WHAT THE EXERCISE ASKS -
Going through the entries below, tally the lines that hold the word "front" and state the result alone.

Collection entries -
┄┄┄┄┄┄┄┄┄┄

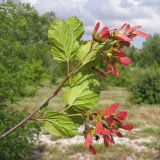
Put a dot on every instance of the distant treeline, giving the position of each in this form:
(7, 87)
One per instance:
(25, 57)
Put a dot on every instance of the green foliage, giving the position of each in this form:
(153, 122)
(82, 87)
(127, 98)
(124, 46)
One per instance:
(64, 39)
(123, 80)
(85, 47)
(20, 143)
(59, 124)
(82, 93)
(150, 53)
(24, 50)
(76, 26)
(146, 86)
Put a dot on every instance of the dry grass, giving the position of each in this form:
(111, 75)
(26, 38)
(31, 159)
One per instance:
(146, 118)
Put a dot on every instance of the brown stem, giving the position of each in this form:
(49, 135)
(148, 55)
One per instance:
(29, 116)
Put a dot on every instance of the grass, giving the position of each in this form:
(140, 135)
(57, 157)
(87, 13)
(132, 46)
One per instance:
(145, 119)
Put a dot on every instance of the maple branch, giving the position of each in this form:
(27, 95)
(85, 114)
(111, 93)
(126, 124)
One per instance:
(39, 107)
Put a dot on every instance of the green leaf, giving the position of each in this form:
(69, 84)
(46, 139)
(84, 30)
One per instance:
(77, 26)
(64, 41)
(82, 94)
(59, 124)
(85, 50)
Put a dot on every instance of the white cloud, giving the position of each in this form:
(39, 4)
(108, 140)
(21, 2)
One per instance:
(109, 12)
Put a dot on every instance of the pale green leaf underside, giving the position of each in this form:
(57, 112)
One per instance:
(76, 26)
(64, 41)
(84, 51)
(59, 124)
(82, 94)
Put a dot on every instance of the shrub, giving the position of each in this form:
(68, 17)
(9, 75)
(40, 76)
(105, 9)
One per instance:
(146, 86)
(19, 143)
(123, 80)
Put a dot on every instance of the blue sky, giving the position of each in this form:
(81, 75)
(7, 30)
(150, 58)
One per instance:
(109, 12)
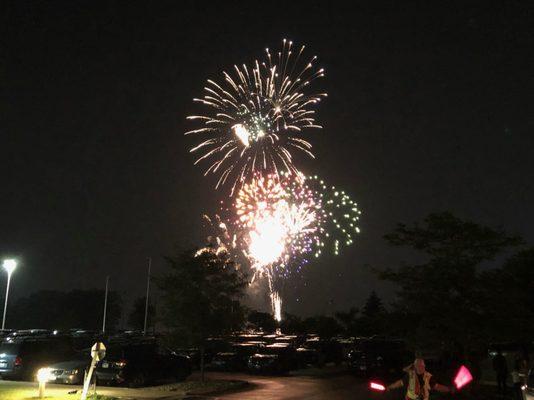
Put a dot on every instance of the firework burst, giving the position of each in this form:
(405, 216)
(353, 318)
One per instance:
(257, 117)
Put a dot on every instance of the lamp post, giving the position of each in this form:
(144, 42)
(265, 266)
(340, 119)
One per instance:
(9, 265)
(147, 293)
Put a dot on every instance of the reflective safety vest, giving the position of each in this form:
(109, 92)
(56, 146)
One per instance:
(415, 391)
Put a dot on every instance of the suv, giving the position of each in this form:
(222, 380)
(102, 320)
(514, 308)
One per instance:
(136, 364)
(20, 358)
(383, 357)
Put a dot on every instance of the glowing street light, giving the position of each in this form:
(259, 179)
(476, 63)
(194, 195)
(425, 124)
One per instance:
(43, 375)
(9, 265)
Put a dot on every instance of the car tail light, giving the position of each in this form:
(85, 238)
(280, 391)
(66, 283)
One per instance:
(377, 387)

┄┄┄┄┄┄┄┄┄┄

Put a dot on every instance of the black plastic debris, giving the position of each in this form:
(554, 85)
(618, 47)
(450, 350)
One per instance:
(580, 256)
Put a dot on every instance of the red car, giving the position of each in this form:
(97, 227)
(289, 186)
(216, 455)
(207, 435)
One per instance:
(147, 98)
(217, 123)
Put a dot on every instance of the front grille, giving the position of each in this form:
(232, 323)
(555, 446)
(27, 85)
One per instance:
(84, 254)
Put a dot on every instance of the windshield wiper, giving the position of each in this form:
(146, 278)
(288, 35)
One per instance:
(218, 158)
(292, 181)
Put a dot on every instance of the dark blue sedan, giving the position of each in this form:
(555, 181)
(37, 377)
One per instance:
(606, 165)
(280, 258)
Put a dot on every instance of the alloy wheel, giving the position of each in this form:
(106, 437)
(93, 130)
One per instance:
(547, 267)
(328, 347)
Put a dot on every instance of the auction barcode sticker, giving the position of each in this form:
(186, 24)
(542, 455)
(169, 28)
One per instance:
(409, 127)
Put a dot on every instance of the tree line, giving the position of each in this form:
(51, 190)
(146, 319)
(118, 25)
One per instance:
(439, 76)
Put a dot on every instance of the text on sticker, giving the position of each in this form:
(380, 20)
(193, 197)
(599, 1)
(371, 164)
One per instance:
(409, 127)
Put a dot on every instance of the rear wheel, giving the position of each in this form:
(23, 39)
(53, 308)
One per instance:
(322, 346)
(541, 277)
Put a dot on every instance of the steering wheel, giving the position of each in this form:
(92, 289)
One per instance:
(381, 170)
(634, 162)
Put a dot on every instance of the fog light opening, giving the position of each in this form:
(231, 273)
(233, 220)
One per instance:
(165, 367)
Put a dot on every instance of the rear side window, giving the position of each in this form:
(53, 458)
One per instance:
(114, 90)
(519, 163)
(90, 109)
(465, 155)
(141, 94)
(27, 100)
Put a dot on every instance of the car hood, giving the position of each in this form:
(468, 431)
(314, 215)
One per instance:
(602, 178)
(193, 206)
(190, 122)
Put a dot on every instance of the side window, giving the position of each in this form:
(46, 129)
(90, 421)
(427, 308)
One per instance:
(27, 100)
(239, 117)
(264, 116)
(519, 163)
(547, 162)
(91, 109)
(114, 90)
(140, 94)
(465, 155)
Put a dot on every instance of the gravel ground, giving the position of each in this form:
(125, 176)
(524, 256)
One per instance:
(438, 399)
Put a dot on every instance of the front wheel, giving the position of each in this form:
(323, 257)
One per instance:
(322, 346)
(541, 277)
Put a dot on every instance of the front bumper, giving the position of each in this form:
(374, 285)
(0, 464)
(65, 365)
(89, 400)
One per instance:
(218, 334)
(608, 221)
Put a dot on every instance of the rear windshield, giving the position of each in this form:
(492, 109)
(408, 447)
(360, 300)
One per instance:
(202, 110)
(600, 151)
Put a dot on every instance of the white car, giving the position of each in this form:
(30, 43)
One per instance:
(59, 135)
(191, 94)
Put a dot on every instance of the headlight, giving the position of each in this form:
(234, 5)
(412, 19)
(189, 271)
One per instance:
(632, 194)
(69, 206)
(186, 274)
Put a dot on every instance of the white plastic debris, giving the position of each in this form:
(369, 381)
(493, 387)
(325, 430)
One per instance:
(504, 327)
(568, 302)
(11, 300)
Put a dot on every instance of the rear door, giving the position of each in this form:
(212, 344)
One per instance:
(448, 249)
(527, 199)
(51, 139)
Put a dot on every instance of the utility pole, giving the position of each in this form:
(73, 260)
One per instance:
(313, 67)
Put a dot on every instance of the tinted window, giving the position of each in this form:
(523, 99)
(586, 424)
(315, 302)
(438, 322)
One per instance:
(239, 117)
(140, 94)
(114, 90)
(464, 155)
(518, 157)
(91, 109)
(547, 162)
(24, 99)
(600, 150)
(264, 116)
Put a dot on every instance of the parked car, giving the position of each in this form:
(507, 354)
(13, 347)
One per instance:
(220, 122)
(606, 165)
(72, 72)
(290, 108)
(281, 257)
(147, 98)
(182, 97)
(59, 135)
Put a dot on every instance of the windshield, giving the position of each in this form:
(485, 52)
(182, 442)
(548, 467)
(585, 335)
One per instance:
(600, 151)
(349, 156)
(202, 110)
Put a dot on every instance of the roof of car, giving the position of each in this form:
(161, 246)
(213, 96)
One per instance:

┄┄┄┄┄┄┄┄┄┄

RESPONSE BOX -
3